SET TASK: Copy the lines below word for word, leaving out the pictures.

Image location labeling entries

_____

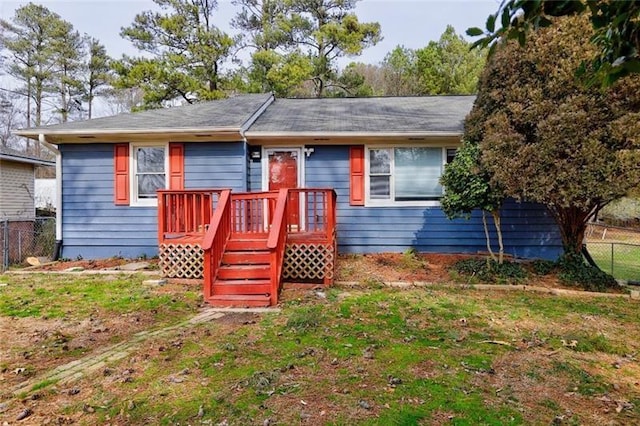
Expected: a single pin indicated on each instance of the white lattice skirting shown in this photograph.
(181, 260)
(309, 262)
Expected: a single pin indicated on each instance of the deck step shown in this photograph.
(244, 245)
(244, 272)
(246, 287)
(239, 301)
(246, 257)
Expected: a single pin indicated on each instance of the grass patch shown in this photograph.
(54, 296)
(622, 262)
(372, 356)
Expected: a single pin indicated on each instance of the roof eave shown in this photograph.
(18, 159)
(329, 137)
(129, 135)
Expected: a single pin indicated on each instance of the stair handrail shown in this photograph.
(277, 241)
(216, 239)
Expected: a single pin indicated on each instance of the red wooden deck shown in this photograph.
(245, 236)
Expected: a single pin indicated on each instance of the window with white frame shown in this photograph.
(405, 175)
(149, 172)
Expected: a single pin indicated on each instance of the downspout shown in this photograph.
(43, 140)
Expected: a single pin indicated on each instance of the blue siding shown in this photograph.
(528, 229)
(215, 165)
(94, 227)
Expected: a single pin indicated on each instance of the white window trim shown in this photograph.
(368, 202)
(133, 187)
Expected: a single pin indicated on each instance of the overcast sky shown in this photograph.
(412, 23)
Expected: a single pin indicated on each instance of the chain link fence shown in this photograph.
(615, 250)
(20, 239)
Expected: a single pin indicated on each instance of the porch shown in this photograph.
(244, 245)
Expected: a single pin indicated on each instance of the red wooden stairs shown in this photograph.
(245, 239)
(244, 275)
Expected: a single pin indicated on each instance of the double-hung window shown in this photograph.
(406, 175)
(149, 170)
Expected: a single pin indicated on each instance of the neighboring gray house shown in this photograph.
(17, 189)
(17, 204)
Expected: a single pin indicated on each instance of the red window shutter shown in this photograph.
(356, 185)
(121, 171)
(176, 166)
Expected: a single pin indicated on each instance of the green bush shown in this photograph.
(575, 271)
(543, 267)
(491, 271)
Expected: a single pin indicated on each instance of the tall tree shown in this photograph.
(29, 39)
(68, 64)
(326, 30)
(400, 73)
(10, 117)
(187, 52)
(96, 75)
(616, 27)
(448, 66)
(546, 137)
(262, 25)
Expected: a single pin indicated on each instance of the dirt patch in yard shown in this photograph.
(389, 267)
(94, 264)
(31, 345)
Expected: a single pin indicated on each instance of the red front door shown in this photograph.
(283, 173)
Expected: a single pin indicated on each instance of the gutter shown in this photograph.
(327, 135)
(43, 140)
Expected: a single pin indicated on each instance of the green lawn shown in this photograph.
(626, 259)
(375, 356)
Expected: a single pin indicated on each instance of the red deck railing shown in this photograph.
(276, 242)
(215, 240)
(311, 213)
(251, 213)
(185, 214)
(211, 217)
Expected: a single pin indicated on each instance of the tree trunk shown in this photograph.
(572, 222)
(90, 99)
(498, 224)
(486, 234)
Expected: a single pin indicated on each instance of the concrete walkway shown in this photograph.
(92, 363)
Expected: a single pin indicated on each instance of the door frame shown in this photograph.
(265, 163)
(301, 173)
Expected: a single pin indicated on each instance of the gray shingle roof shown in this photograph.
(21, 157)
(230, 113)
(426, 114)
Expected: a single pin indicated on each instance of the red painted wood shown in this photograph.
(121, 174)
(253, 288)
(356, 182)
(176, 165)
(244, 272)
(283, 174)
(246, 244)
(240, 301)
(215, 239)
(245, 257)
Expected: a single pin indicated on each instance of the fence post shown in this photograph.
(612, 244)
(5, 244)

_____

TASK RESULT:
Expected: a single pin indicated on each instance of the white lattice skirting shown in this photograph.
(181, 260)
(309, 262)
Expected: a single pin indicated on each instance of the deck step shown in this photograph.
(244, 245)
(244, 272)
(246, 287)
(239, 301)
(246, 257)
Expected: a single pin indicated on each instance of the grass patch shown in this photograph.
(54, 296)
(622, 262)
(372, 356)
Expected: a single pin indicated on each instance of the roof eave shown in this photograph.
(18, 159)
(329, 137)
(129, 135)
Expected: a single pin indicated on each instance of the stair handrail shown in this photograph.
(277, 241)
(216, 239)
Expected: a single pin indicated on each instance of the red wooden deck shown in this photograph.
(245, 236)
Expected: a single pin indicated on each instance of the window with white frame shown in this photograph.
(405, 175)
(149, 172)
Expected: a single pin indicated on each instance of the downspout shown in this photograph.
(43, 140)
Expected: a single pin indicated on each instance of the blue siding shown in this photograph.
(528, 229)
(215, 165)
(94, 227)
Expected: a single pin indicated on each instance of the white window trim shown in this photograph.
(368, 202)
(133, 187)
Expected: a single pin indicated on each instance of the overcast sky shown in this photograph.
(412, 23)
Expected: a single pin indicated on each instance of the chain link fence shown in this photograph.
(615, 250)
(20, 239)
Expected: a single pin indicated on each instance of the porch shown in this photograph.
(244, 245)
Expected: a single pin indicated on each instance of the red wooden stairs shown in this photograph.
(245, 239)
(244, 275)
Expected: a single pin indicated on each instance of the double-hung window shown in this photograph.
(406, 175)
(149, 170)
Expected: a single pin indicated on each instance of the neighboring gray house shown in this photograph.
(17, 189)
(17, 204)
Expected: a single pin indicated on each instance of the red window shutter shown in this photograph.
(356, 185)
(121, 171)
(176, 166)
Expected: a single pin indicated on each instance of the green bush shown in this photograph.
(575, 271)
(543, 267)
(491, 271)
Expected: a single pin indicated on each instance of the tall tree shown in this photograph.
(29, 39)
(68, 64)
(326, 30)
(400, 73)
(10, 117)
(187, 52)
(96, 75)
(616, 27)
(448, 66)
(546, 137)
(262, 25)
Expected: a single pin indicated on each instance of the dirt patch in yard shown in this photograph.
(389, 267)
(94, 264)
(31, 345)
Expected: a single pin indicated on each instance of the red front door shown in this photograph.
(283, 173)
Expected: a single pin indicated on each instance of the gutter shown in this photograph.
(327, 135)
(43, 140)
Expected: a single pin indicated on each instance of the green lawn shown in this photograph.
(626, 259)
(375, 356)
Expected: a single pin indicated on each instance of the red deck railing shown in this photograph.
(276, 242)
(215, 240)
(311, 213)
(251, 213)
(185, 214)
(211, 217)
Expected: a single pin indicated on each instance of the tree trunk shown in this photograph.
(572, 222)
(90, 99)
(498, 224)
(486, 234)
Expected: a single pin indicated on each instance of the concrete walkway shown in this photograph.
(92, 363)
Expected: a single pin indicated on each instance of the door frame shown in this photograph.
(265, 163)
(301, 173)
Expected: a single pin indicated on each instance of the gray shingle roof shown in this photograph.
(21, 157)
(230, 113)
(426, 114)
Expected: a single pin indicated on each instance of the red painted wood shown in this photograph.
(121, 174)
(253, 288)
(356, 182)
(176, 165)
(244, 272)
(283, 174)
(246, 244)
(240, 301)
(215, 239)
(245, 257)
Expected: a single pin indicated on each instance of the fence post shown in this photograph.
(612, 244)
(5, 244)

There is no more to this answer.